Fantastic Man

20/01/2017A Documentary On The Late Nigerian Electronic Musician William Onyeabor

On Wednesday, NYC-based record label Luaka Bop shared the sad news of Nigerian electronic artist William Onyeabor's passing. In 2013 the imprint released a highly acclaimed compilation of Onyeabor's work entitled "Who is William Onyeabor?" in reference to the "elusive mystery man of music" (Mike Rubin, New York Times, 2013). The release ranked among TIME Magazines best 10 albums of 2013. However, to this day, little is known about the man behind the music.

And so, leading up to the now notorious release, a team set out to find out more about a man, who "paved the way for a different kind of sound coming out of Africa in the 70s". The result is the 30-minute documentary "Fantastic Man" by Alldayeveryday director Jake Sumner, in association with Luaka Bop Records, featuring a host of prominent and less prominent contributors.

But before we let you watch this invaluable piece of work, here are some introductory quotes from the film, to help set the mood and context. Enjoy!

"The Nigerian civil war lasted from 1967 to 1970. One thing that kept peoples' spirits up was music. You had a lot of young people forming rock'n'roll groups." –Uchenna Ikonne (music historian / DJ)

"They were into Western music, the sort of experimental, psychedelic rock and the blues and the soul. But they took it all and they just mashed it up with their own styles." –Damon Albarn (musician)
·····
Problems to work on ->
[A] According to the piece on the William Onyeabor documentary, who directed "Fantastic Man"?
[B] Continue the piece on the William Onyeabor documentary, starting right after the Damon Albarn quote that ends it.

Data section ->
·····
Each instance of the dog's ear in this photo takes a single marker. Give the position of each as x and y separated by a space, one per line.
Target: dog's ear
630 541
·····
Answer list ->
[A] Jake Sumner, a director with Alldayeveryday, directed "Fantastic Man."

[B]
"Nothing sounds like William Onyeabor. It's like nothing that was being heard in Nigeria at that time. [...] 'Willy' took it to another dimension by using synths. To use them how he did, that's the extraordinary thing. [..] Even people who knew about he entire scene, knew very little about William Onyeabor. A lot of the other musicians had all played on the same circuit together [...] so they knew each other. But very few of them had ever come across Onyeabor." –Duncan Brooker (record collector)

"For years I guess I've been playing his song 'When the Going is Smooth and Good' in my DJ sets and people always respond, people always cheer like they know the song really well. The thing that sets his use of synthesizers in his later music apart is that he's using sequencers and drum machines to create this kind of perfectly robotic loop, using repetition as a primary element in making music, which was an idea that was definitely happening in the beginnings of dance music. He was developing the same kind of ideas that were developing at that time in the United States, but independently." –Dan Snaith/Caribou (musician / DJ)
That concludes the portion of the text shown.